STUDY TEXT below:

This week’s Spotlight on Research is with Dr Gabriel-Miro Muntean, Associate Professor at DCU School of Electronic Engineering and Co-ordinator of the European Horizon 2020 NEWTON Project.
You head up a project called NEWTON, what is that about?
“NEWTON is a big European project that looks at how we can use technology to help students learn about science, technology, engineering and maths, or STEM as it is sometimes known. We are just about half-way through the three-year project, it is funded by the EU Horizon 2020 programme and it involves 14 academic and industry project partners from around Europe. DCU is the co-ordinator.”
What kind of approaches are you taking?
“We are designing different, innovative types of technology, deploying and testing them out in learning environments to see whether and how they can help students to engage more with STEM subjects right across primary and secondary schools, university and vocational institutions.

End of STUDY TEXT.
PROVIDED DATA below:

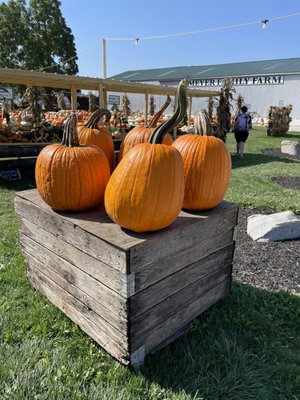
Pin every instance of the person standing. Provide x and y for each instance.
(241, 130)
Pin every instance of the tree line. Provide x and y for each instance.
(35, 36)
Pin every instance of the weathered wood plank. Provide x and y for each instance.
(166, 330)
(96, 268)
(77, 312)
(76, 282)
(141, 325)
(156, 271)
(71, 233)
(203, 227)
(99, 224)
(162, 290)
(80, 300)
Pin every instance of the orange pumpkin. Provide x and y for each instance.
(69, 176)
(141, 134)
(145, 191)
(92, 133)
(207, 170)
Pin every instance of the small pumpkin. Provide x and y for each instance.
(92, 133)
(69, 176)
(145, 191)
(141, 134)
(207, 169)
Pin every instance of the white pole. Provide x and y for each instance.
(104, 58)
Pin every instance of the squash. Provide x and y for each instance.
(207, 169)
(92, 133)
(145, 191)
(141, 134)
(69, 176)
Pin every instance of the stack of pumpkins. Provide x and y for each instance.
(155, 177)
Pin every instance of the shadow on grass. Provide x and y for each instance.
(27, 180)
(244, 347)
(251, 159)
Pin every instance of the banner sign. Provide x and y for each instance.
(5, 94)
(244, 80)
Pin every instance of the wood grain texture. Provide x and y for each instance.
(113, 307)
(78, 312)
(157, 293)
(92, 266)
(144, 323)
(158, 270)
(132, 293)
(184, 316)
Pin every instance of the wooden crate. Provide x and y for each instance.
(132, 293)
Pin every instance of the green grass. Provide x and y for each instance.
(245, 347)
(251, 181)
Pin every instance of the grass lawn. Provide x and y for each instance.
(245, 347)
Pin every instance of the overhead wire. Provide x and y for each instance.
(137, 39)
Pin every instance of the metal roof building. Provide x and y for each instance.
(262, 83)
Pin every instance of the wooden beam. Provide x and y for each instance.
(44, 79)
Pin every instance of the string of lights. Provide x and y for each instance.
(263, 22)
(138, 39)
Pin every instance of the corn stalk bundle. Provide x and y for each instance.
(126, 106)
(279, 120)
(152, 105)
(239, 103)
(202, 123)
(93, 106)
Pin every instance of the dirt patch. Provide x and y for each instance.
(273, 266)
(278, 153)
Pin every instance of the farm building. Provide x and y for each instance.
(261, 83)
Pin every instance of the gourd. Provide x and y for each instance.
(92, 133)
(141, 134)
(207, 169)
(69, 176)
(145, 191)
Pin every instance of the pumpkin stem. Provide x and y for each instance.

End of PROVIDED DATA.

AIM OF THE TASK: Copy the passage of the NEWTON interview above word for word, starting at "This week’s Spotlight" and ending at "2020 NEWTON Project.".

RESPONSE TO THE TASK:
This week’s Spotlight on Research is with Dr Gabriel-Miro Muntean, Associate Professor at DCU School of Electronic Engineering and Co-ordinator of the European Horizon 2020 NEWTON Project.